*Activity:*
The required output is the line containing "Target: blue ocean water" through the final line of the material below, printed exactly, with no other lines.

*Given data:*
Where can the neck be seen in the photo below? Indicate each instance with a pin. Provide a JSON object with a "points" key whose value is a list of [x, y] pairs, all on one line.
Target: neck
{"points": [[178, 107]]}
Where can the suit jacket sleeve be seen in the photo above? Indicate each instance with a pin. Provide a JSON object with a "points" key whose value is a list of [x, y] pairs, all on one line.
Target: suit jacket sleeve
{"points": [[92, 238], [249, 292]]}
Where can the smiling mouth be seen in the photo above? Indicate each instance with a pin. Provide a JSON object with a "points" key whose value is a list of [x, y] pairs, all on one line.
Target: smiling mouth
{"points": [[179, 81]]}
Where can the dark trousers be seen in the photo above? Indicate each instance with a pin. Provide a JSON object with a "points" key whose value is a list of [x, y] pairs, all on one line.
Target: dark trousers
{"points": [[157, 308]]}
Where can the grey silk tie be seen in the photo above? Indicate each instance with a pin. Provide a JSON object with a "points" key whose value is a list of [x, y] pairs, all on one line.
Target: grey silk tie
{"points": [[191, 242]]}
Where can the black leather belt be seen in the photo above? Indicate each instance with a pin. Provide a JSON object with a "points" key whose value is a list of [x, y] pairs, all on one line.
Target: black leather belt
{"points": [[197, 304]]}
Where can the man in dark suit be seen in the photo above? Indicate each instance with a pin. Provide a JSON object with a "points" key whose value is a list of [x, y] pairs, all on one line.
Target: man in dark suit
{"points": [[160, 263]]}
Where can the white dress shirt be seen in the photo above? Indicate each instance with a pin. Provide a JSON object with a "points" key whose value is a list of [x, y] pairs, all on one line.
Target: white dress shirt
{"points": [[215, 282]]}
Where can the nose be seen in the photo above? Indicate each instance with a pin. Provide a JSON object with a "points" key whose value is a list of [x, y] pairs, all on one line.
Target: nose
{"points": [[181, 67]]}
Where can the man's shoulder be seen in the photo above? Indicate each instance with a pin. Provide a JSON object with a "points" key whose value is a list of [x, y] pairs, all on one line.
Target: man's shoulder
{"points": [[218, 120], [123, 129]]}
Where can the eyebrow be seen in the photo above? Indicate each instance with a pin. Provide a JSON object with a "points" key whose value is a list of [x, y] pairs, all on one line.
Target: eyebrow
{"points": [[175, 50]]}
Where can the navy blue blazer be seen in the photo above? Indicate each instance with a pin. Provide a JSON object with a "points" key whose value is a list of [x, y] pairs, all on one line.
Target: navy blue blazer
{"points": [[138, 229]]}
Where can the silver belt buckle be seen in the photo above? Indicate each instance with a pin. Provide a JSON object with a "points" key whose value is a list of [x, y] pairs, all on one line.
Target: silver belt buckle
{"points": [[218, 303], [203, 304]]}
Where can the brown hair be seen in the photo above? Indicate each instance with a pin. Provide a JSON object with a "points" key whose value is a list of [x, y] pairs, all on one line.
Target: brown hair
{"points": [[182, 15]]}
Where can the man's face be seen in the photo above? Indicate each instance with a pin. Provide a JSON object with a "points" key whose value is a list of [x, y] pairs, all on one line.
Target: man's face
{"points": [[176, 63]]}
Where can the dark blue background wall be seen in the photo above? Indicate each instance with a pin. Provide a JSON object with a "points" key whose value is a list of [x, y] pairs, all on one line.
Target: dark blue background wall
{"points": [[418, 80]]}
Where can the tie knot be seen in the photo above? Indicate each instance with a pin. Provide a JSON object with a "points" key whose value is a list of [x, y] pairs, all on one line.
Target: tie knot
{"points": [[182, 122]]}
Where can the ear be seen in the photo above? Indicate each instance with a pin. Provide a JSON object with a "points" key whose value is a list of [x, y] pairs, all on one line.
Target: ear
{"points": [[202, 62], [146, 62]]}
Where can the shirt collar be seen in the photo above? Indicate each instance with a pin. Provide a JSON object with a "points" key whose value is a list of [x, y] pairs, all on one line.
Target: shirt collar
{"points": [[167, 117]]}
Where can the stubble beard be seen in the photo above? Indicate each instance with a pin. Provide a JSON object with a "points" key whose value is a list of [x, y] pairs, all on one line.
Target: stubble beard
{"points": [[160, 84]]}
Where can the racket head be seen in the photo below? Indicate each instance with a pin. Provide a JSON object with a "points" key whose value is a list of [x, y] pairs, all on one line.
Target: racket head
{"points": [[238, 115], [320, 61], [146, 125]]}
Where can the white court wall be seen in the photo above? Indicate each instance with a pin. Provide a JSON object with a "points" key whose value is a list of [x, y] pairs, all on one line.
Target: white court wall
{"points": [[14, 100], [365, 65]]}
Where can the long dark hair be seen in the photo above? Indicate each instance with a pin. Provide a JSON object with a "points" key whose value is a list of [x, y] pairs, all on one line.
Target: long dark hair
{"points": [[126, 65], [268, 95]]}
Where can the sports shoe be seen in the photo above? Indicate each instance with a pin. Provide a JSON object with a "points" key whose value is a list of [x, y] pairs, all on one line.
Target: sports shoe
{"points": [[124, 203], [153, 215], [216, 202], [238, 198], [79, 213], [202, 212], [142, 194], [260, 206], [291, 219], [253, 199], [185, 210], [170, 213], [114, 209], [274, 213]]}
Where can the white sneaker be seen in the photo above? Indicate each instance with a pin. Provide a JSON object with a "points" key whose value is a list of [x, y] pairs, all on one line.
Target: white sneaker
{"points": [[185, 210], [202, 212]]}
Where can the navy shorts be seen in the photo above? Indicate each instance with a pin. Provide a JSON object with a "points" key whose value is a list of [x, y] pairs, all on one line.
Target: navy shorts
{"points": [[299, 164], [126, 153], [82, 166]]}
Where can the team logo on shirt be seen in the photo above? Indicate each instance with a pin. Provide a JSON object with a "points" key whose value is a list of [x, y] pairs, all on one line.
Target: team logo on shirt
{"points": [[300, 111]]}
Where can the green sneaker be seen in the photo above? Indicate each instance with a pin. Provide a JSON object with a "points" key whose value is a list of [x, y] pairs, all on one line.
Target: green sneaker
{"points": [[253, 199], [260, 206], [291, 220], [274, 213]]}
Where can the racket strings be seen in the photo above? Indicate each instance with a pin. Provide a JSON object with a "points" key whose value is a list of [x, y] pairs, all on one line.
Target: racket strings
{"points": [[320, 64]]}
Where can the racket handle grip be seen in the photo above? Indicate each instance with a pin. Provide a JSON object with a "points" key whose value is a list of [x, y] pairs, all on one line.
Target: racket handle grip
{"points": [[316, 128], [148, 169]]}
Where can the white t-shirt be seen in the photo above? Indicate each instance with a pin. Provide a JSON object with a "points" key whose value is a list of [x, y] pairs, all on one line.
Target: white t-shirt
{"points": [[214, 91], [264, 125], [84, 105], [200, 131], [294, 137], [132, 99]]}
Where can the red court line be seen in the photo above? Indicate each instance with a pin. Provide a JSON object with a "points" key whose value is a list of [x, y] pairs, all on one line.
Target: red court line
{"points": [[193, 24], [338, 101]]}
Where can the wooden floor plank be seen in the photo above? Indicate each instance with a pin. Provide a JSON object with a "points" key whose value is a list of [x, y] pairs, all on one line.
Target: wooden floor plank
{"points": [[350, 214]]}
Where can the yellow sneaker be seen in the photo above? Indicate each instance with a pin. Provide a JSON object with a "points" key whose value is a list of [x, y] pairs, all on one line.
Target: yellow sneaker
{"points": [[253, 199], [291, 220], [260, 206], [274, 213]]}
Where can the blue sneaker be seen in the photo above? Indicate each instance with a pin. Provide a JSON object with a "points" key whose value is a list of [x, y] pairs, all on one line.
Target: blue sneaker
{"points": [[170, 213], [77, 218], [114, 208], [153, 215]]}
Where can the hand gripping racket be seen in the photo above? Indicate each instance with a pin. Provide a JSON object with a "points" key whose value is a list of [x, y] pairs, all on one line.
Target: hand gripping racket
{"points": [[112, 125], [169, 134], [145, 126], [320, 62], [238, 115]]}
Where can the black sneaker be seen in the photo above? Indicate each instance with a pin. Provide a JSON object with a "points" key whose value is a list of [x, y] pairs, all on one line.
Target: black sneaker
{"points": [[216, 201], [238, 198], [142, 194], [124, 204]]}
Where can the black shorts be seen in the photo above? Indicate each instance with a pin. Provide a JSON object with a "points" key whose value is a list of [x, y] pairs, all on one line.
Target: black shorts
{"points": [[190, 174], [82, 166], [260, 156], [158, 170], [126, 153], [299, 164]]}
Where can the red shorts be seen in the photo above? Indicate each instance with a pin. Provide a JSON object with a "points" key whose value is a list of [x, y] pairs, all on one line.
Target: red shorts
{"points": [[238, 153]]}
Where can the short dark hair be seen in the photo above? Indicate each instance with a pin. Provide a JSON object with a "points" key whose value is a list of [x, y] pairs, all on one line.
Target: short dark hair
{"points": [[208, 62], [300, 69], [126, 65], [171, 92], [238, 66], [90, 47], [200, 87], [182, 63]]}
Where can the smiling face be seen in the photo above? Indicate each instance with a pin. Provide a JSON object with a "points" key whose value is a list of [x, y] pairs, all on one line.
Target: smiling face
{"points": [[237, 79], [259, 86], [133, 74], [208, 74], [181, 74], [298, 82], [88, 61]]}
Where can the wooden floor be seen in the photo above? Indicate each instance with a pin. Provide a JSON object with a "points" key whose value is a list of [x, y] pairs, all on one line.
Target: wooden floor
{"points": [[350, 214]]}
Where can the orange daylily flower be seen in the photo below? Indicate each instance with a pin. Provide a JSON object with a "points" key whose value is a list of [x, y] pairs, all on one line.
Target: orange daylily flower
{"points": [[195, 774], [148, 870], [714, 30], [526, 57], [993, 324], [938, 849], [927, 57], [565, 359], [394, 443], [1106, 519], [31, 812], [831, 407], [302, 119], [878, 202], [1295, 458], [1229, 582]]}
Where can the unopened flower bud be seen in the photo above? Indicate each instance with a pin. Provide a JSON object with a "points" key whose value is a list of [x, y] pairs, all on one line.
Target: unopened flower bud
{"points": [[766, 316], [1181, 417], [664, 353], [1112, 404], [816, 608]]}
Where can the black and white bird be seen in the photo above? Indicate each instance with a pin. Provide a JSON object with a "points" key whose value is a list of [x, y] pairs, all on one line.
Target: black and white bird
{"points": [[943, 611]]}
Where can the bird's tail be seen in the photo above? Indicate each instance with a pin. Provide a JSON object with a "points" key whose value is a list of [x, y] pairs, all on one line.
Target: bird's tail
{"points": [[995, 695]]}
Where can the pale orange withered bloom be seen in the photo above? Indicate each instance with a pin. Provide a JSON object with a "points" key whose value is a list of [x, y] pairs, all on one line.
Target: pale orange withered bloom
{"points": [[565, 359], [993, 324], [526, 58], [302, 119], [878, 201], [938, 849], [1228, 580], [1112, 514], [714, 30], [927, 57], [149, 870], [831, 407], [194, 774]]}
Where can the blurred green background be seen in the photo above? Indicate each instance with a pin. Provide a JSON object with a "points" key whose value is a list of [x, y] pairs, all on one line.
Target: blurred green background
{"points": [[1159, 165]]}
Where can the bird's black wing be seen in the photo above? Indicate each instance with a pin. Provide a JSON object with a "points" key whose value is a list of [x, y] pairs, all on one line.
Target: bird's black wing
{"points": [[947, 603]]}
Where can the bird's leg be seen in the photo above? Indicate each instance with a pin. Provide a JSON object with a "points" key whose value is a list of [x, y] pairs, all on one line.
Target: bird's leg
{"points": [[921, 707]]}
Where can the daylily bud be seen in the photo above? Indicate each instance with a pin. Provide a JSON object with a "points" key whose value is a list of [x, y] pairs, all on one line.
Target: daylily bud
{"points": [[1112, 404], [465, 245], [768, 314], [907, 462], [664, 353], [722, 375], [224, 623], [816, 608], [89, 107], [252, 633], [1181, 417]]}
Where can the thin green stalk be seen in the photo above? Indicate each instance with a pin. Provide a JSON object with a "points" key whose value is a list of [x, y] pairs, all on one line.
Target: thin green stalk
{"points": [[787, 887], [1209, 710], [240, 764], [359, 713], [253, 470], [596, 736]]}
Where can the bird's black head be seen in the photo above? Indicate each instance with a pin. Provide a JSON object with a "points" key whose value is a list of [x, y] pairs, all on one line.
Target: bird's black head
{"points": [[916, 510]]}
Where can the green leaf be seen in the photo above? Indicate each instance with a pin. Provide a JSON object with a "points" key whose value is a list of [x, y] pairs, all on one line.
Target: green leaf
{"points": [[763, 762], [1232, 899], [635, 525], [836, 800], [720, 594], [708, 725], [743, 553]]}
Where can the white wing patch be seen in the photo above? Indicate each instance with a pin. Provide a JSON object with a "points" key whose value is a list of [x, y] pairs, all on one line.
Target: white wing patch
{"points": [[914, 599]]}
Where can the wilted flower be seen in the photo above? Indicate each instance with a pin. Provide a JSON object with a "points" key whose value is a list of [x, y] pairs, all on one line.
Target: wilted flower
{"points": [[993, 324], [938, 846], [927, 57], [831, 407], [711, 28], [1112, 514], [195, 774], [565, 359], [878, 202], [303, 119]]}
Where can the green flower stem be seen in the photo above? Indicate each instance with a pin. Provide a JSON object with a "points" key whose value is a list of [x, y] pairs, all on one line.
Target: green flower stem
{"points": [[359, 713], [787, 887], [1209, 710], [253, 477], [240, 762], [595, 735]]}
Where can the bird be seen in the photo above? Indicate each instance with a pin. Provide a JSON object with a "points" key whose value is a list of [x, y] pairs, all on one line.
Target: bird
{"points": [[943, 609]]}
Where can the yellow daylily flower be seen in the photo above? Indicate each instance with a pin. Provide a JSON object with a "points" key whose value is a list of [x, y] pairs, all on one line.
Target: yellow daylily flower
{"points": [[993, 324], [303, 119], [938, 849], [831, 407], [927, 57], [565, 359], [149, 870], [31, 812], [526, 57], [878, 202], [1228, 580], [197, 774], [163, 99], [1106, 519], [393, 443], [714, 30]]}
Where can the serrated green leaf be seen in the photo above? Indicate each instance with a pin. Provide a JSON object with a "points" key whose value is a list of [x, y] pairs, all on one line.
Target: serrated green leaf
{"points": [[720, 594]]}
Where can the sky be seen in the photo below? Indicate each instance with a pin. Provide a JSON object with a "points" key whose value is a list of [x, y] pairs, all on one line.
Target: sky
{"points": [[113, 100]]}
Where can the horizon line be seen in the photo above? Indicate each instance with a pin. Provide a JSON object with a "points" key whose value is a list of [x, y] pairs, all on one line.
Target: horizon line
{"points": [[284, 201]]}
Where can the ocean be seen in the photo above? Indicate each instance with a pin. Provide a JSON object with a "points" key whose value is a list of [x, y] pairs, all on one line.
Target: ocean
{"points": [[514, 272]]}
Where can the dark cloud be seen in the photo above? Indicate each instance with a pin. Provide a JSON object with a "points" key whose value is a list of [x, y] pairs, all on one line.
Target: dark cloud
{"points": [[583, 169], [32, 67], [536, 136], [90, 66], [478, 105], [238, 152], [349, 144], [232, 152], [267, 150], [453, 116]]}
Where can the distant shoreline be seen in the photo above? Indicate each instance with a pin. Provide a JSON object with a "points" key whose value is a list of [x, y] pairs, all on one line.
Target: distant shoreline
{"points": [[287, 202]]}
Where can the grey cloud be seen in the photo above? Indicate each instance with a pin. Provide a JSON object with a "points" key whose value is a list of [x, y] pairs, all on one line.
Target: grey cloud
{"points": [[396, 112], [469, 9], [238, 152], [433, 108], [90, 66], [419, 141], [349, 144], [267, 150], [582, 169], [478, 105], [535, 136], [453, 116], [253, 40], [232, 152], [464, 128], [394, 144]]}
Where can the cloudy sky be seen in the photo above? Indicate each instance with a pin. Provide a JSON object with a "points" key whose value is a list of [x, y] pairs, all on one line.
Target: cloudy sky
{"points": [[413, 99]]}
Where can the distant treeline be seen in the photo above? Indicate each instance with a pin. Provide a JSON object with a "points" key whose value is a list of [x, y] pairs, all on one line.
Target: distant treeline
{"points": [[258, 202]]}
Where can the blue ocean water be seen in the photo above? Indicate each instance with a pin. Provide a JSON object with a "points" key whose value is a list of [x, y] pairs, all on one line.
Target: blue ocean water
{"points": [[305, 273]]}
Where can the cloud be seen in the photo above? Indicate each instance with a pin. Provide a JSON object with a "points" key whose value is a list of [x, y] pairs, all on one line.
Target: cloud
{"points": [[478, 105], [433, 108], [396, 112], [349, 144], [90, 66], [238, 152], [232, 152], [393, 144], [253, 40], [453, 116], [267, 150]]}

*Reply:*
Target: blue ocean water
{"points": [[305, 273]]}
Where can the cloud be seen in the photo above? Indicate each instance with a pin. Provide a JSON object with a "points" key whose value is a list of [x, y] pairs, all on one line.
Target: cloud
{"points": [[478, 105], [433, 108], [396, 112], [349, 144], [90, 66], [238, 152], [232, 152], [393, 144], [253, 40], [453, 116], [267, 150]]}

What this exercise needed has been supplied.